RECORDS TO PROCESS ::
—————
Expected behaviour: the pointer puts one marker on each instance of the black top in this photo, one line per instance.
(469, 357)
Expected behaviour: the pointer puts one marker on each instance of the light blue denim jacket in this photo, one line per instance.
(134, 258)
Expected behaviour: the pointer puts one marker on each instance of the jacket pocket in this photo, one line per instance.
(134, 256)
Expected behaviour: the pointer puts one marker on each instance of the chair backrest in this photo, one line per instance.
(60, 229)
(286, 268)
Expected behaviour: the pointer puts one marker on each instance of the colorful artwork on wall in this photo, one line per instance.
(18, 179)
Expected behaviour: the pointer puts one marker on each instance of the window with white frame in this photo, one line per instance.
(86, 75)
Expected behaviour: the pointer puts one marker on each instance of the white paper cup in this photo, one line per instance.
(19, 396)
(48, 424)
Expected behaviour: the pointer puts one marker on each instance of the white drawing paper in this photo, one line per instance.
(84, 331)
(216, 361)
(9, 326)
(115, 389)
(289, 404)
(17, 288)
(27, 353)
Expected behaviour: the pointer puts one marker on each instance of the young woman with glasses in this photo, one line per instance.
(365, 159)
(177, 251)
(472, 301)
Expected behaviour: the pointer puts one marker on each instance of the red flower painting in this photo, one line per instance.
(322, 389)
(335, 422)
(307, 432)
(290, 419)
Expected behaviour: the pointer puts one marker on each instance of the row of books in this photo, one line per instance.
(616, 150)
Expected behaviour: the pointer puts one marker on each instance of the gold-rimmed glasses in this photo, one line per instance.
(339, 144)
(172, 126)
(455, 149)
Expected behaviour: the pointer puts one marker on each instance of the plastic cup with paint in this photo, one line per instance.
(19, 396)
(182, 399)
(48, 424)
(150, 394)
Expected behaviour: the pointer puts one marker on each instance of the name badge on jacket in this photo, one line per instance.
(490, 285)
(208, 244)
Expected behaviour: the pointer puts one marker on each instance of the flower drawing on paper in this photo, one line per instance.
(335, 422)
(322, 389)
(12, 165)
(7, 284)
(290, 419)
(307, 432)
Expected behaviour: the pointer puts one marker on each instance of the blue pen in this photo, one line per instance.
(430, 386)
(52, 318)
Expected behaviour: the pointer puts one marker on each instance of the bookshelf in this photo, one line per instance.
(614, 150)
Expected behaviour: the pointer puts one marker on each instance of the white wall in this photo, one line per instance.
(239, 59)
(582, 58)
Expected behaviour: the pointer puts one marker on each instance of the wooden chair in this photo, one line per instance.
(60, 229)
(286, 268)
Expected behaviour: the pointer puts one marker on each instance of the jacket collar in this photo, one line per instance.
—————
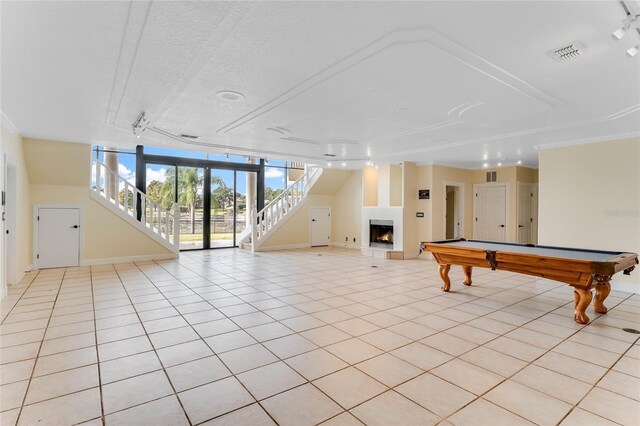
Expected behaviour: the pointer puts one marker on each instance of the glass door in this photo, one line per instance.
—————
YOUR TASK :: Everything in the material above from the line that has "paint in this photo, one line per instance." through the line that has "collar in this photo, one line per instance." must be duplicated exactly, with no other lines given.

PROBLEM SOLUTION ::
Expected behaviour: the pointer puts one marker on each instance of the plastic cup with paint in this photo, one line per instance.
(19, 396)
(182, 399)
(48, 424)
(150, 394)
Expected behaviour: the pointer puts one marker on each instance of the name badge on jacket in this photo, one line per instance.
(490, 285)
(208, 244)
Expected behaviour: the pointer puts one marker on each instance of the flower drawing on paper in this photo, one line per instance.
(335, 422)
(322, 389)
(12, 165)
(7, 284)
(290, 419)
(307, 432)
Expected behaviour: the pointer puts one marker on each instance of the blue pen in this photo, one line per instance.
(430, 386)
(52, 318)
Expected behaviour: the pointer puts one marker on each instance of the bookshelf in this photo, one line per instance.
(614, 150)
Expected behaviour: the pointer puts one marker on each instance of the white wall in this photo, one line per instance.
(239, 59)
(582, 58)
Expected behaviour: the pointer puts one marker on each instance of the wooden chair in this photo, one line per instance.
(60, 229)
(286, 268)
Expected behaviour: the pointer puts one marker on each instance of the jacket collar in this photo, one line per instance.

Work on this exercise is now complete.